- [Given instruction]: Extend the sermon notes on the names of God below, picking up right after the final sentence about Jonah's prayer from the depths.

----- Provided passage

The Lord is Our Banner – Exodus 17:8-16

Yahweh Nissi means “the Lord is Our Banner” – in Exodus 17, Moses named an altar this after defeating the Amalekites. Banners were key to pre-modern warfare, telling soldiers who is leading and where to attack. “Under the banner” can also mean “in the name of” – “under the banner of love* for example.

The name is used only once, in a passage that is ultimately problematic. The Amalekites ambushed the people of Israel, and after God enables victory, the Amalekites are marked out as a people for destruction.

This destruction becomes relevant again in 1 Samuel, when Samuel instructs Saul to wipe out the Amalekites, down to the children.

This story is hard to square with the teachings of Christ, and is even difficult to reconcile with the teachings of the Old Testament like “do not kill.” This is important because we see leaders today justifying violence in God’s name as well. In reality, if the Lord is our banner then it redefines our relationship with our enemies.

Irenaeus was an early church father who struggled with this difference as well. He sees the story of the Old Testament as one of “gradual pedagogy” where His gradually moves a primitive, violent people to a full understanding of the God who is Love. Origen was another, who saw over time a development and revelation of how to interact with enemies, finding its fullness in the Cross.

If the Lord is our banner, He redefines the source of our security. We no longer place our faith in our own strength or resources, but rather in God Himself. We no longer need to have a scarcity mindset, but can rest in His abundance, letting that impact our engagement with others in love rather than fear and competition.

If the Lord is our banner, it redefines our identity, our vocation and equips us with a different ethic. We are to participate in God’s work of lifting up the marginalized, freeing the captives and giving sight to the blind.

— Guillermo Jimenez, Renew Church, Lynnwood WA, July 21, 2024

I Am – The God of Surprise

God first calls himself I Am when he reveals himself to Moses in the burning bush. This is one of the key “theophanies” in the Old Testament – the visible, physical appearance of God to humans.

There are many of these across scriptures, mostly by surprise. The appearance to Hagar in the wilderness, the promise of a child to Abraham, the wrestling with Jacob, the appearance to Samson’s parents, the call of Samuel and many others. He also appears in other forms, like the pillars of cloud and fire, or the storm on Mount Sinai.

If you look at a map of these theophanies, the miracles of Jesus, or even all the locations mentioned in scripture, you will see a relatively small window of geography. But if you consider the eternal nature of the name “I Am” you’ll understand that God is everywhere and can work in any and all places – hence the surprise.

We get a taste of this in the story of Jonah – Jonah thinks by leaving the physical location of Israel he will escape the call of God. In reality, God meets him in the middle of the sea, and in a notably surprising way. Jonah’s prayer from the depths gives us a picture of what this surprising encounter can look like when we are at our lowest.

----------
----- Record set

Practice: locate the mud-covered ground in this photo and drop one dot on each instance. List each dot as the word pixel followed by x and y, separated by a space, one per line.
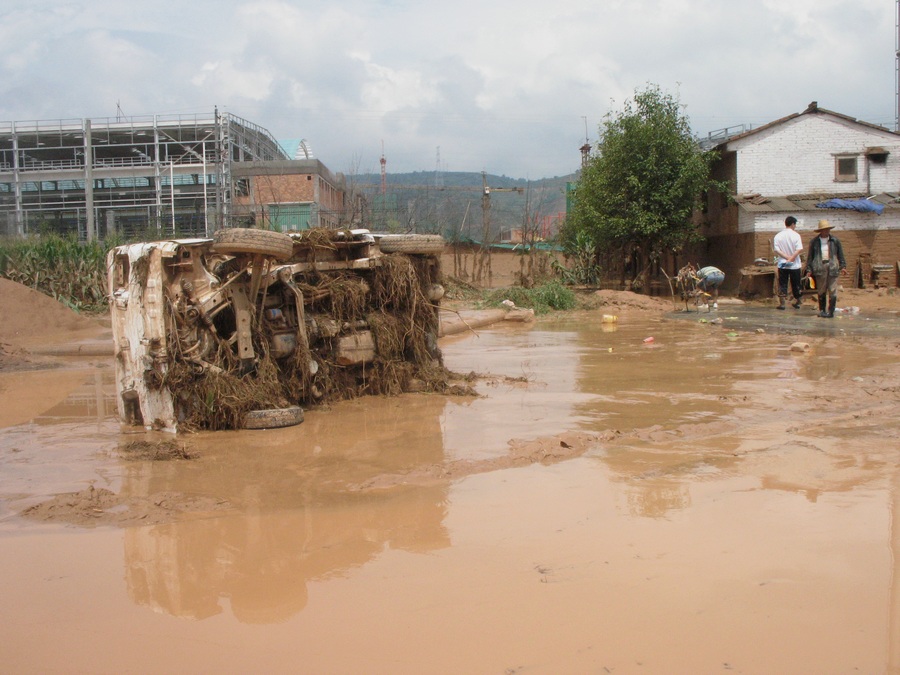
pixel 631 491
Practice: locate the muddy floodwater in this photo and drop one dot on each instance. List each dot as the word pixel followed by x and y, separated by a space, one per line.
pixel 644 496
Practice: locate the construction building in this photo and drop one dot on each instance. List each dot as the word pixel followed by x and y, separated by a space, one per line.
pixel 162 175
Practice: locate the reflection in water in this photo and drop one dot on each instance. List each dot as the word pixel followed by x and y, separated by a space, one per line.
pixel 717 483
pixel 293 522
pixel 262 563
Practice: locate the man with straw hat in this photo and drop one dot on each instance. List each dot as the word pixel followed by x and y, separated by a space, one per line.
pixel 826 263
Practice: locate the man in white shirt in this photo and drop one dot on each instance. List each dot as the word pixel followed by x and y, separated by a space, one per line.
pixel 788 246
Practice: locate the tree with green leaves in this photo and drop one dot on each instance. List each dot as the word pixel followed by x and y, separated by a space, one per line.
pixel 638 189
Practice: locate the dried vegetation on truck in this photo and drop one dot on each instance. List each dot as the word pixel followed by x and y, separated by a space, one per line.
pixel 246 329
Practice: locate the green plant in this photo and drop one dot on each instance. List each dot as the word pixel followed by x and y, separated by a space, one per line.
pixel 70 271
pixel 542 299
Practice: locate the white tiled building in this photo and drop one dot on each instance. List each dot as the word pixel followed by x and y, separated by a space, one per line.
pixel 789 167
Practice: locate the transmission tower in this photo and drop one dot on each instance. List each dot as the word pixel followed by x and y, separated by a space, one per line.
pixel 383 171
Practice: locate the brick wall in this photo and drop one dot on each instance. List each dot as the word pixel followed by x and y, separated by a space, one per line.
pixel 798 157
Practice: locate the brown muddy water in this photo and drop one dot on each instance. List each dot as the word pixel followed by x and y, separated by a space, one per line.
pixel 708 501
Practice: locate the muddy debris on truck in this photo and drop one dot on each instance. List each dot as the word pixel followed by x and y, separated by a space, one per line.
pixel 250 327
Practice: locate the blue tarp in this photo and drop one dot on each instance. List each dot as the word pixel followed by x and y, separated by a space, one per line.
pixel 852 204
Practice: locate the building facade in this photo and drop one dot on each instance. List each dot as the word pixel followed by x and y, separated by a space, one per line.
pixel 153 176
pixel 813 165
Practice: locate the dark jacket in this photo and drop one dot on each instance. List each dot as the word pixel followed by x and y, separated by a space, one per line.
pixel 836 260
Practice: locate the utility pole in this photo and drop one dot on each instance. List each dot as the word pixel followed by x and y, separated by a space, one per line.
pixel 586 148
pixel 897 70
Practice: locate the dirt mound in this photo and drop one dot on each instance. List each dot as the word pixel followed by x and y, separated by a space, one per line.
pixel 26 314
pixel 627 300
pixel 30 319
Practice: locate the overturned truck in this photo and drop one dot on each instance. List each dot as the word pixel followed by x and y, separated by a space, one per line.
pixel 250 327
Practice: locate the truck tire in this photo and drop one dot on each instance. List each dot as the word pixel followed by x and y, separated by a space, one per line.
pixel 426 244
pixel 274 418
pixel 242 240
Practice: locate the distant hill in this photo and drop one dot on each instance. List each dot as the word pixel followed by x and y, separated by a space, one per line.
pixel 450 203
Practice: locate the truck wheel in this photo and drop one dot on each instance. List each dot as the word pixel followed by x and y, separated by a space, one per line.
pixel 240 240
pixel 431 244
pixel 273 418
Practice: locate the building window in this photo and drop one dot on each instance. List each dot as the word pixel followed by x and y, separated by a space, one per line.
pixel 845 168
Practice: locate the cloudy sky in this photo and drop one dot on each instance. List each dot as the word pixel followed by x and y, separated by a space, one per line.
pixel 508 87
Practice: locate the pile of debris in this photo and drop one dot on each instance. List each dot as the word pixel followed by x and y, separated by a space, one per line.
pixel 246 329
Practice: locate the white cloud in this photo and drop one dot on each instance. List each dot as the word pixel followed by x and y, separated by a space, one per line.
pixel 503 86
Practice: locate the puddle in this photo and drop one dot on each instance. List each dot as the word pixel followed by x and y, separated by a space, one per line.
pixel 607 504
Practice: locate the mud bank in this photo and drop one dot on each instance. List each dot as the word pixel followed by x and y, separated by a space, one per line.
pixel 706 501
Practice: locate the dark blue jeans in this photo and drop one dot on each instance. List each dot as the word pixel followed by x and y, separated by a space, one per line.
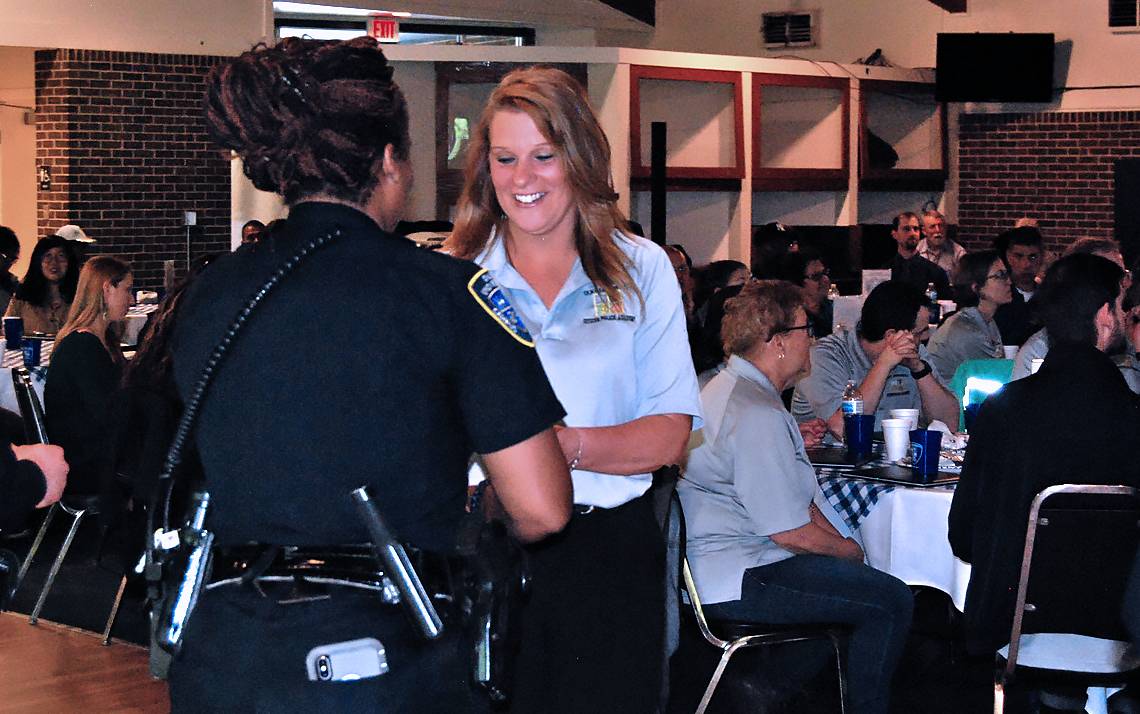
pixel 817 589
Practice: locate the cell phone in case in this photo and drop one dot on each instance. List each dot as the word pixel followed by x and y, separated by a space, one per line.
pixel 347 662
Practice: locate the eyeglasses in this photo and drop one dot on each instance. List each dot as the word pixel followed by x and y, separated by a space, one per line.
pixel 808 327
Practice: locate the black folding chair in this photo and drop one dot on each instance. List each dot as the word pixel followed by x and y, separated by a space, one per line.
pixel 1067 626
pixel 730 635
pixel 76 506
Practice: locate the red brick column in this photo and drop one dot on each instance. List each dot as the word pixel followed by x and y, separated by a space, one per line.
pixel 1056 167
pixel 123 137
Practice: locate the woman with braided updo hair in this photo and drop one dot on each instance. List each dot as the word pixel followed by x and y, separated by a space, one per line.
pixel 372 363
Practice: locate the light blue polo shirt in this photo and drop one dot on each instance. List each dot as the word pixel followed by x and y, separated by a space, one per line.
pixel 609 364
pixel 749 479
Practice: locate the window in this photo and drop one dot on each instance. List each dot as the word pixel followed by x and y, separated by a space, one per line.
pixel 788 30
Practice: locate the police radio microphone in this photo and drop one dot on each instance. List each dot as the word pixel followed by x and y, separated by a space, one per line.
pixel 398 568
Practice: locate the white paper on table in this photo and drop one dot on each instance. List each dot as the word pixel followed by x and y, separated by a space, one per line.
pixel 871 278
pixel 845 311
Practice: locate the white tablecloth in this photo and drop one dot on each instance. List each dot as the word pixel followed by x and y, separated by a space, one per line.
pixel 136 319
pixel 905 534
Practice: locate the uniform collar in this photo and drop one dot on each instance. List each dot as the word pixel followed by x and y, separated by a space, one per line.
pixel 316 213
pixel 495 259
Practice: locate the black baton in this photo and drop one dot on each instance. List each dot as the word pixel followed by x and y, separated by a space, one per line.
pixel 392 556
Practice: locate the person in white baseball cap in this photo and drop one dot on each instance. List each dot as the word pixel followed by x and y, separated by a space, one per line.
pixel 74 233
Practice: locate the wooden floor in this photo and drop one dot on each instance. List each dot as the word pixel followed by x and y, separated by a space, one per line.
pixel 55 668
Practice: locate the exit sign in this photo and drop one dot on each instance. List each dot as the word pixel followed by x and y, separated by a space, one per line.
pixel 384 29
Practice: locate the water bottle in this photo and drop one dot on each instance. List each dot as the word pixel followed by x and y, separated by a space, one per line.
pixel 853 399
pixel 935 308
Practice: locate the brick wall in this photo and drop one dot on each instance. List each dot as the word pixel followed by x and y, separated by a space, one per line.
pixel 123 136
pixel 1056 167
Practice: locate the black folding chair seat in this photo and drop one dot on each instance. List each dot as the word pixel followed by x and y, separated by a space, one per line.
pixel 730 635
pixel 78 506
pixel 1067 627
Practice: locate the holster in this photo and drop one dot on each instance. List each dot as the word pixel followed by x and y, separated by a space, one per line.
pixel 496 584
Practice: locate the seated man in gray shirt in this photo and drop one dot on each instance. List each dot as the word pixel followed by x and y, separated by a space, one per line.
pixel 886 359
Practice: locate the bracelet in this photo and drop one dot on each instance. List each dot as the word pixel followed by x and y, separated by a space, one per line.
pixel 577 457
pixel 925 371
pixel 477 497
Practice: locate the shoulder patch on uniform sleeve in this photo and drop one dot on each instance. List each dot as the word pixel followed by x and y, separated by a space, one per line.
pixel 491 298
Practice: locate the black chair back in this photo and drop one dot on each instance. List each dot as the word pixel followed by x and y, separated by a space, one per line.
pixel 1079 550
pixel 35 429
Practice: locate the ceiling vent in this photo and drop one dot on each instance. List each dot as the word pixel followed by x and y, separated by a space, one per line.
pixel 789 29
pixel 1124 14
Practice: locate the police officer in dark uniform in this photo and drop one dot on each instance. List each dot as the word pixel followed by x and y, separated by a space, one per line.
pixel 373 363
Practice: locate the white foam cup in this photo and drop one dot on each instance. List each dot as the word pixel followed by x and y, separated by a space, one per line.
pixel 897 435
pixel 909 414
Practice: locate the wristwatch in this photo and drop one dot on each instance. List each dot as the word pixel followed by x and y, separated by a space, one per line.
pixel 920 373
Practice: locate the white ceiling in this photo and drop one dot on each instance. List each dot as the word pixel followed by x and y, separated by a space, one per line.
pixel 586 14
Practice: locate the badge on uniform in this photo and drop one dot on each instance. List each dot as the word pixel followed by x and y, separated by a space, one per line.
pixel 605 308
pixel 491 298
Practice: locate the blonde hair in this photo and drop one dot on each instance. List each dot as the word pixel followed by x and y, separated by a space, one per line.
pixel 89 303
pixel 558 105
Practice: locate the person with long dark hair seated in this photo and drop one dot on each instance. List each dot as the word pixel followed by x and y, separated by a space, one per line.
pixel 983 285
pixel 805 268
pixel 45 297
pixel 84 371
pixel 762 540
pixel 408 362
pixel 538 210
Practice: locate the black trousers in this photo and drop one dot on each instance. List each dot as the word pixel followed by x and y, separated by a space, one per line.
pixel 592 631
pixel 244 652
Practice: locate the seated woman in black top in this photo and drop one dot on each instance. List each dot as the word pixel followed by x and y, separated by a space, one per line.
pixel 45 297
pixel 84 372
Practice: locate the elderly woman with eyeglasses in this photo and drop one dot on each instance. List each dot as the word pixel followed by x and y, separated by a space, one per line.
pixel 763 542
pixel 983 285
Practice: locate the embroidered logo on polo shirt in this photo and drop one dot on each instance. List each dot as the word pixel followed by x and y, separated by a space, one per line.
pixel 605 308
pixel 491 298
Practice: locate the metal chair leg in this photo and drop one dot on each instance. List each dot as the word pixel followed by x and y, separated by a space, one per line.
pixel 999 691
pixel 839 670
pixel 716 678
pixel 35 544
pixel 78 516
pixel 114 611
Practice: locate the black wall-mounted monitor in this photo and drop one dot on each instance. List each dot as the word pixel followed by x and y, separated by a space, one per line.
pixel 994 66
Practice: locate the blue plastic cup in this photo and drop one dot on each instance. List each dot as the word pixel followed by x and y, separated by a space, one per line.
pixel 926 448
pixel 858 430
pixel 31 353
pixel 14 332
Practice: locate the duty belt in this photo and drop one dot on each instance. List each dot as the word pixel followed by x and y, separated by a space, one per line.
pixel 304 567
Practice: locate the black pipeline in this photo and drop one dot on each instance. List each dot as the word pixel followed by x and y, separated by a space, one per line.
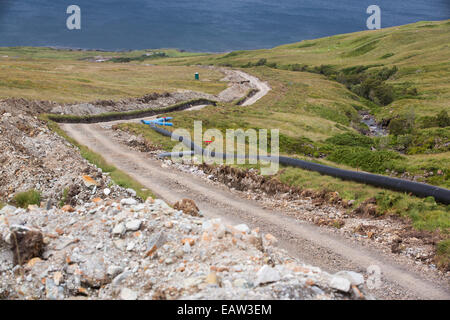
pixel 419 189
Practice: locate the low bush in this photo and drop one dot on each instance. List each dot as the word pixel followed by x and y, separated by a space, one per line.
pixel 365 159
pixel 351 139
pixel 24 199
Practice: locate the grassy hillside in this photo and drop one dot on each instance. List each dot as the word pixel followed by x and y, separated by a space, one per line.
pixel 72 76
pixel 400 75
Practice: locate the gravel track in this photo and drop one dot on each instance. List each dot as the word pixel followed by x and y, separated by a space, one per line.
pixel 303 240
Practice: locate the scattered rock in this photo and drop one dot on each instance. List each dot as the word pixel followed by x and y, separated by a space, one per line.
pixel 133 225
pixel 267 274
pixel 188 207
pixel 128 294
pixel 340 283
pixel 355 278
pixel 128 202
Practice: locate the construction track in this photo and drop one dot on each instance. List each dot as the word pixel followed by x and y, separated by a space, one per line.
pixel 312 244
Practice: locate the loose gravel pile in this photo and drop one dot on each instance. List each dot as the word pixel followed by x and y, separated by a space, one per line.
pixel 107 249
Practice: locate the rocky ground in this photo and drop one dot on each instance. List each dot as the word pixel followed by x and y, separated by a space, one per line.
pixel 33 157
pixel 105 244
pixel 106 249
pixel 390 234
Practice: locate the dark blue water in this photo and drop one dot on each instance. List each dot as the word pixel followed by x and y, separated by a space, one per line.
pixel 198 25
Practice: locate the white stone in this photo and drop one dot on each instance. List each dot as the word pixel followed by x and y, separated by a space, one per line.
pixel 119 229
pixel 354 277
pixel 8 209
pixel 128 202
pixel 128 294
pixel 267 274
pixel 131 192
pixel 114 271
pixel 242 228
pixel 133 225
pixel 340 283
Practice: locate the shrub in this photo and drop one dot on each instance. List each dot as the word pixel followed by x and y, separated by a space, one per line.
pixel 401 126
pixel 351 139
pixel 365 159
pixel 442 119
pixel 24 199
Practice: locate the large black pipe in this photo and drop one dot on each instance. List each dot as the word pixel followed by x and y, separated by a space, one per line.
pixel 419 189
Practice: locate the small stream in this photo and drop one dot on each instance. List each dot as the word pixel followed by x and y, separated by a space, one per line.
pixel 375 129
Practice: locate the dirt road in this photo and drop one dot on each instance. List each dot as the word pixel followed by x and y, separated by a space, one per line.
pixel 310 243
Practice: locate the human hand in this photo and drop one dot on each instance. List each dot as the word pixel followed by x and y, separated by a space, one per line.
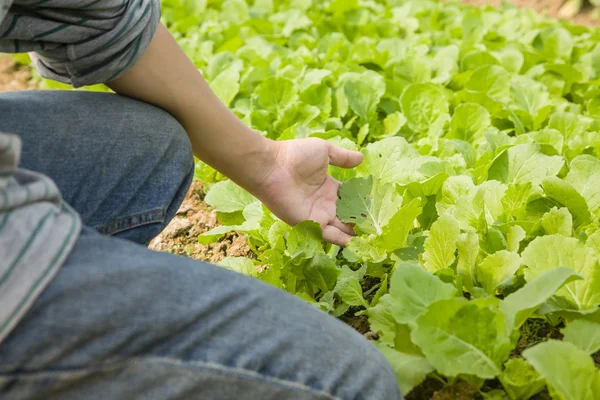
pixel 297 186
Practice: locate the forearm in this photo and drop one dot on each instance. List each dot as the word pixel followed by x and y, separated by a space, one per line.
pixel 165 77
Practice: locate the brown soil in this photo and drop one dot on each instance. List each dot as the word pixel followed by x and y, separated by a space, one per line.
pixel 193 218
pixel 551 8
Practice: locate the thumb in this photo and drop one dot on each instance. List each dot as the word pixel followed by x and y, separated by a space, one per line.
pixel 344 158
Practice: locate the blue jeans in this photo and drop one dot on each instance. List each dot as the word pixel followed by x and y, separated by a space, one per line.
pixel 122 322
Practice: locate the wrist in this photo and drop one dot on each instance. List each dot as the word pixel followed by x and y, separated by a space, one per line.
pixel 256 164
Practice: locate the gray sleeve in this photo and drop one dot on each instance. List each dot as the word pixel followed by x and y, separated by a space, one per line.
pixel 81 42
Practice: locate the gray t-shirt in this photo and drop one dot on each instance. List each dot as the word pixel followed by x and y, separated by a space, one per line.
pixel 80 42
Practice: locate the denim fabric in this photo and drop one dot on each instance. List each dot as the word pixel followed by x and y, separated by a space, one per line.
pixel 122 322
pixel 120 163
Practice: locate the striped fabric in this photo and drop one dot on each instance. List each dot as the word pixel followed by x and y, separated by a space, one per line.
pixel 80 42
pixel 37 232
pixel 73 41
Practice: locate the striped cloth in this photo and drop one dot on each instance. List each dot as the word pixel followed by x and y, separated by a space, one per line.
pixel 79 42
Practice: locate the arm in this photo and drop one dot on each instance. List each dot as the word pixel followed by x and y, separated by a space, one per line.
pixel 289 177
pixel 165 77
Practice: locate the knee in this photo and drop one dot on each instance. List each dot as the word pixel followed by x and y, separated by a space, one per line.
pixel 165 139
pixel 179 148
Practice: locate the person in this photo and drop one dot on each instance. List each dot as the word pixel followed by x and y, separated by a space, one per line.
pixel 88 179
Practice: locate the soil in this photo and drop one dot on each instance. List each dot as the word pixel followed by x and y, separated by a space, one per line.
pixel 195 217
pixel 551 8
pixel 14 76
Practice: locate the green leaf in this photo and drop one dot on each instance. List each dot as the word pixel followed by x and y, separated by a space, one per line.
pixel 520 305
pixel 497 269
pixel 368 204
pixel 413 289
pixel 463 337
pixel 520 380
pixel 564 194
pixel 382 158
pixel 322 272
pixel 524 163
pixel 574 377
pixel 227 84
pixel 584 176
pixel 411 369
pixel 558 221
pixel 305 240
pixel 383 289
pixel 468 250
pixel 228 197
pixel 395 233
pixel 469 122
pixel 440 245
pixel 546 253
pixel 422 104
pixel 583 334
pixel 349 289
pixel 491 80
pixel 364 94
pixel 382 321
pixel 239 264
pixel 275 94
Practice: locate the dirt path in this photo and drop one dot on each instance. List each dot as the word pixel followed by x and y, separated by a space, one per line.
pixel 195 217
pixel 548 7
pixel 13 76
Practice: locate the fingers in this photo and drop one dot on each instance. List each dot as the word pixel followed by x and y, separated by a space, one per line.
pixel 333 235
pixel 347 229
pixel 344 158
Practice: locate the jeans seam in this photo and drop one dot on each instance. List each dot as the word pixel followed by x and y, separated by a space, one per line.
pixel 172 362
pixel 121 224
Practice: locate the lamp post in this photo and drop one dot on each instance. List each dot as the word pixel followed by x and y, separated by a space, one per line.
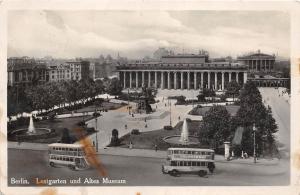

----------

- [Output]:
And so he finally obeys and heads to Nineveh where something equally surprising happens – they listen, and are forgiven. Like Jonah, many of us seek for justice, even vengeance, and so the end of the story where Jonah rages at the compassion of God. Ever dramatic, he wishes he would just die. Then comes the story of sitting beneath a plant God causes to grow, but then that God causes to be destroyed by a worm. Again, he wants to die. The story of vengeance deferred because of the mercy of God is a surprise and also a challenge.

— Sermon Notes, Melanie Malone, Renew Church, Lynnwood WA, June 16, 2024

Immanuel

Many of us grew up with a theology that emphasized performance. Work hard to earn the love of God and the people around you, do what is right in order to get into heaven and avoid hell. Seeking God can feel like a video game, often with a difficult boss that we cannot overcome.

In life, we often feel ugly, invisible, rejected, unworthy, impure, broken, lonely or abandoned.

But in reality, God comes to us in grace, unmerited favor. The painter Scott Erickson describes grace as “presence not withheld. ” And the way Jesus brought that grace and presence to us was through the bloody, painful process of childbirth, entering the world through the womb of a woman.

God’s presence and love are not limited. We have no reason to live in a scarcity mindset, because the love of God is abundant like nothing else. As a church let us be a place that brings this presence and love to our world.

— Sermon Notes, Eunice Cho, Renew Church, Lynnwood, WA, March 17, 2024

Names of God: The Unknown God – Acts 17:18-28

Paul here is speaking to two very discrete groups of Athenian scholars. On the one hand, the Stoics, dutiful pantheists who literally give their name to being stoic. On the other, there are the Epicureans, essentially hedonistic deists, to simplify things. And all throughout, of course, you have the standard polytheists of paganism. They are all interested in what Paul has to say but accuse him of being a “spermologos, ” sperm meaning seed and logos meaning word or idea – the picture being of a bird picking and choosing between seeds.

And so Paul gets in front of the Aereopagus, both a governing body and a philosophical debate society. He dives into a “first principles” version of the gospel, one that touches on many names of God.

God “made the world and everything in it” – He is Creator. This is in direct opposition to the Stoics who saw God and nature as the same.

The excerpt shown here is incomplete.